TEXT:
(begin)

Location
- Andhra Pradesh/Telangana India

District information
- Type: Educational institution
- Established: 1982

Other information
- Website: www.vignanschools.org

= Vignan Schools =

Vignan Schools, located in several places in Andhra Pradesh and Telangana, India, consists of 20 campuses. Established in 1982, Vignan started as Vignan Tutorials and in 1983 started its first high school.

==History==
Vignan Group of Schools were established as Vignan Tutorials in 1982 by Dr.L. Rathaiah who completed his postgraduation and doctoral thesis on child psychology. He started Vignan High School in 1983. His childhood goal of educating the people around him has resulted in lakhs of students receiving quality education in his institutions.

==Campuses==
Vignan Group of Schools are located at over 20 locations all over Andhra Pradesh and Telangana covering seven different cities.

(end)

ENTRIES SHOWN:
(begin)

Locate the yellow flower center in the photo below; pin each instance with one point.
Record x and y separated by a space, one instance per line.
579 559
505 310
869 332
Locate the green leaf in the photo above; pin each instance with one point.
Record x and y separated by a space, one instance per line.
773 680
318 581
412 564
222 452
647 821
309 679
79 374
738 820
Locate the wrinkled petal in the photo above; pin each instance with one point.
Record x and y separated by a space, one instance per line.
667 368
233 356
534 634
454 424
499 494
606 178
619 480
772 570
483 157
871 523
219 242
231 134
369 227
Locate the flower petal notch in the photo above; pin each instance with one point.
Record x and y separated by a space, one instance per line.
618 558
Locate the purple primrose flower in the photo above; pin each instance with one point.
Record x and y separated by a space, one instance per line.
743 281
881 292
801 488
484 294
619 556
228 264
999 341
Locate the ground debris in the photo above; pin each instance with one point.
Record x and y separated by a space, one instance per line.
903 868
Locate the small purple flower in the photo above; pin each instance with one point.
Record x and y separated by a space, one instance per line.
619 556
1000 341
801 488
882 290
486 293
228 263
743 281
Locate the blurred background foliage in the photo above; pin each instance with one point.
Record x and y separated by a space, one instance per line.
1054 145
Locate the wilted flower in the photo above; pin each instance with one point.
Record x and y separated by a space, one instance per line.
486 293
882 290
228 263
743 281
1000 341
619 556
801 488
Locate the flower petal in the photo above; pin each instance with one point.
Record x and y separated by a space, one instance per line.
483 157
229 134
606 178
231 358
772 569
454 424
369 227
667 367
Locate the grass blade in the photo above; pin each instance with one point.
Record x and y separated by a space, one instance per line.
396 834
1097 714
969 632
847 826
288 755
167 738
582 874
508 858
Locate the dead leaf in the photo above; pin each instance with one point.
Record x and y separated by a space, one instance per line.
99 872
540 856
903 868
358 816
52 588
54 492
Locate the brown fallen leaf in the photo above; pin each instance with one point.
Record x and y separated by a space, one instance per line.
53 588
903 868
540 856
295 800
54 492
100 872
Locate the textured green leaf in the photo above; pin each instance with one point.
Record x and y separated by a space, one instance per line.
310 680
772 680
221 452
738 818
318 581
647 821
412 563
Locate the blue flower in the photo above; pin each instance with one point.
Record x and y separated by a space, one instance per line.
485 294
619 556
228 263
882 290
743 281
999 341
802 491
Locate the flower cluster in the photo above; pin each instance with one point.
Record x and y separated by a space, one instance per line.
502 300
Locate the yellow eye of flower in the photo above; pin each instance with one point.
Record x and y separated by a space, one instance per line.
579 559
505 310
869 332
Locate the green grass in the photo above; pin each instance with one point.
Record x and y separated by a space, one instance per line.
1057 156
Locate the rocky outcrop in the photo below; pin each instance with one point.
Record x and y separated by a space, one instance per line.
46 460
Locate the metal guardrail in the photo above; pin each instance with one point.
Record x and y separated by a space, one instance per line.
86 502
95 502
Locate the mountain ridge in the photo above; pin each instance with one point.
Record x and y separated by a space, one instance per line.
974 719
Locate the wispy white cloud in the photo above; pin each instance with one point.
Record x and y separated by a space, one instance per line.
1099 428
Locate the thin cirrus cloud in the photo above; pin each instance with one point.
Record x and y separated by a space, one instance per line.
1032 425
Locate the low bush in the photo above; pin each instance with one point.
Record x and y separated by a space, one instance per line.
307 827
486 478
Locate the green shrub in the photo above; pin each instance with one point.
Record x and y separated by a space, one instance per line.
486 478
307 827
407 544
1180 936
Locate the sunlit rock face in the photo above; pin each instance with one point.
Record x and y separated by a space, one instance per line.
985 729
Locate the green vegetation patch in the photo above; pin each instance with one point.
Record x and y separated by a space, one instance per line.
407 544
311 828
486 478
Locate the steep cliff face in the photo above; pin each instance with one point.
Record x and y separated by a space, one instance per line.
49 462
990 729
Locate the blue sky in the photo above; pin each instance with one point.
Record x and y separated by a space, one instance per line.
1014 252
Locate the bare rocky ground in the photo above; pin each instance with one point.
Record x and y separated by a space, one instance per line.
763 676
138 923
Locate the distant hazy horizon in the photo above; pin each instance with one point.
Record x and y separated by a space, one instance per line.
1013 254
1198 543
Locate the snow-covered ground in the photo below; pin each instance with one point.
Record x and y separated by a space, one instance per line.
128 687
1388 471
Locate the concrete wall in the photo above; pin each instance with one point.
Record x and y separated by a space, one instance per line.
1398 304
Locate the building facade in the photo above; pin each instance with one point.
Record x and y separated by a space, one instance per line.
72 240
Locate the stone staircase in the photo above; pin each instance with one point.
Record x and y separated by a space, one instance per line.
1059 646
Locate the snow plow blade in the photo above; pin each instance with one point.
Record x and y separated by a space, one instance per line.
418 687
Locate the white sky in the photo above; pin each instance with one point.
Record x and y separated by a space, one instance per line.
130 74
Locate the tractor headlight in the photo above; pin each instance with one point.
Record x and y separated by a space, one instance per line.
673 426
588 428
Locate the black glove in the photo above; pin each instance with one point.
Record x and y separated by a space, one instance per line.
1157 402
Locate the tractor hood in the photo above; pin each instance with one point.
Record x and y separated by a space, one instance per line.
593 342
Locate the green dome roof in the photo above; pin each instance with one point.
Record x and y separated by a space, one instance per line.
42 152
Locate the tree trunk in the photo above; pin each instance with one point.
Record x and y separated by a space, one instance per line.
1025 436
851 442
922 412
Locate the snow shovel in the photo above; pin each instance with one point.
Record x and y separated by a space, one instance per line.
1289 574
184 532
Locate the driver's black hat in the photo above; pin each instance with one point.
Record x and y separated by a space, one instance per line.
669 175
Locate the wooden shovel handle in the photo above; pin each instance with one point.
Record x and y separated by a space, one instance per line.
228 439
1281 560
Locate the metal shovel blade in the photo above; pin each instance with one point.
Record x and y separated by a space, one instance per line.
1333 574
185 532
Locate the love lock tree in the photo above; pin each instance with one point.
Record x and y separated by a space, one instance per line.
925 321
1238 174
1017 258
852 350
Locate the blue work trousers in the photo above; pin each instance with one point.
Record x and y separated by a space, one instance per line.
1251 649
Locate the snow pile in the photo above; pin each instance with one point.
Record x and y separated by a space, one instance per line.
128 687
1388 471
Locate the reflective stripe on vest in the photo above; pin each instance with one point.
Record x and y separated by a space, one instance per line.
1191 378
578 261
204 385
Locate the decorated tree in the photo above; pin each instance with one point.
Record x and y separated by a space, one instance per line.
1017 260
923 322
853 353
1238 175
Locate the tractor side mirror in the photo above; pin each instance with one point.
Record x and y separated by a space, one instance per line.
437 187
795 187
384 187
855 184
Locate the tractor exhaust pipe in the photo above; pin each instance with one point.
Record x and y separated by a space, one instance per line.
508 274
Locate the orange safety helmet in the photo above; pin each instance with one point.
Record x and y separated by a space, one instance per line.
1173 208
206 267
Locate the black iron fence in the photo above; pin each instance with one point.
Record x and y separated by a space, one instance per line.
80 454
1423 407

(end)

REQUIREMENTS:
1 - Reproduce the stretch of the Vignan Schools text from "Vignan Schools, located" through "seven different cities.".
2 - According to the Vignan Schools text, in what year did Vignan start its first high school?
3 - Carry the Vignan Schools article forward from its final sentence.
The data plays no part in this work.

ANSWERS PROVIDED:
1 -
Vignan Schools, located in several places in Andhra Pradesh and Telangana, India, consists of 20 campuses. Established in 1982, Vignan started as Vignan Tutorials and in 1983 started its first high school.

==History==
Vignan Group of Schools were established as Vignan Tutorials in 1982 by Dr.L. Rathaiah who completed his postgraduation and doctoral thesis on child psychology. He started Vignan High School in 1983. His childhood goal of educating the people around him has resulted in lakhs of students receiving quality education in his institutions.

==Campuses==
Vignan Group of Schools are located at over 20 locations all over Andhra Pradesh and Telangana covering seven different cities.

2 - 1983

3 -
===Hyderabad===
- Vignan Bo Tree School, Nizampet
- Vignan Global Gen School, Madinaguda
- Vignan's Prabodhananda Prashanti Niketan, Ghatkesar
- Vignan's Global Gen School, Medchal
- Vignan Global Gen School, ECIL
- Vignan World One School, Kondapur
- Vignan Vidyalayam, Patancheru

===Guntur===
- Vignan High School, LIC Colony
- Vignan Residential High School, Palakaluru
- Vignan Little Public School, Brindavan Gardens
- Nandi Next Gen School, Nandipadu

===Vizag===
- Vignan Steel City Public School, Duvvada
- Vignan Vidyalayam High School, Siripuram
- Vignan Vidyalayam High School, Thimmapuram

===Rajahmundry===
- Vignan Global Gen School, Diwan Cheruvu
- Vignan Cotton School, Pitlavani Cheruvu

===Ongole===
- Vignan Global Gen School, Ongole

===Eluru===
- Vignan's Green Fields Public School, Bhogapuram

===Khammam===
- Rahul Vignan Vidyalayam, Charla

==Academics==
===CBSE===
Vignan schools Hyderabad follow CBSE syllabus. World one School in Kondapur provides CBSE & Cambridge syllabus.

==Student activities==
===Vignanothsav===
Vignanothsav is a unique initiative taken by Vignan Global Gen Schools to bring together students of schools from all over the state to participate in sports, literary and cultural competitions and showcase their talents.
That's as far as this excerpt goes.